Brief
Scan the lines below for the word "flower". Copy each line you find it in.

── The data

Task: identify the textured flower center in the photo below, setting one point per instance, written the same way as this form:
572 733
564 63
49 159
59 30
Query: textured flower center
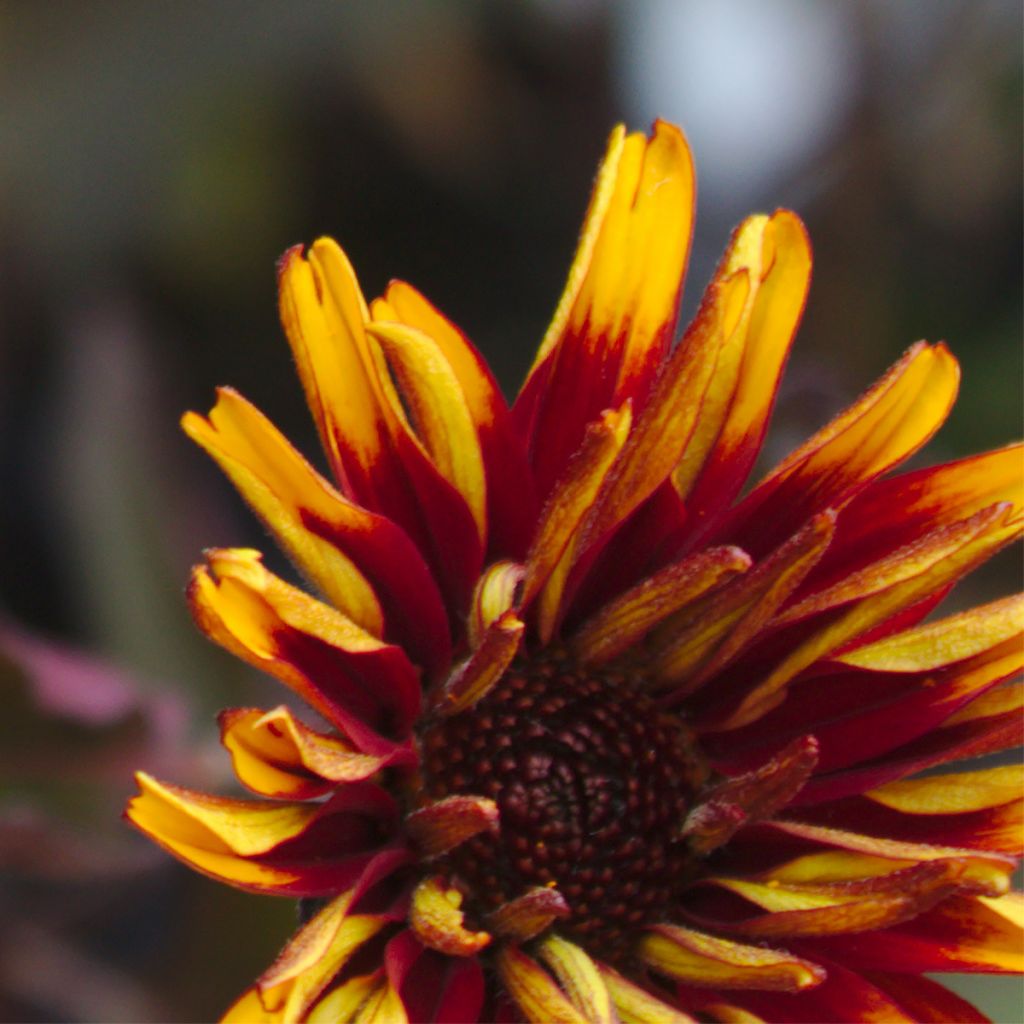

────

Exercise output
Task: identify the textured flower center in the photo below, setting one point per instance, written the same way as this form:
Query: textured flower center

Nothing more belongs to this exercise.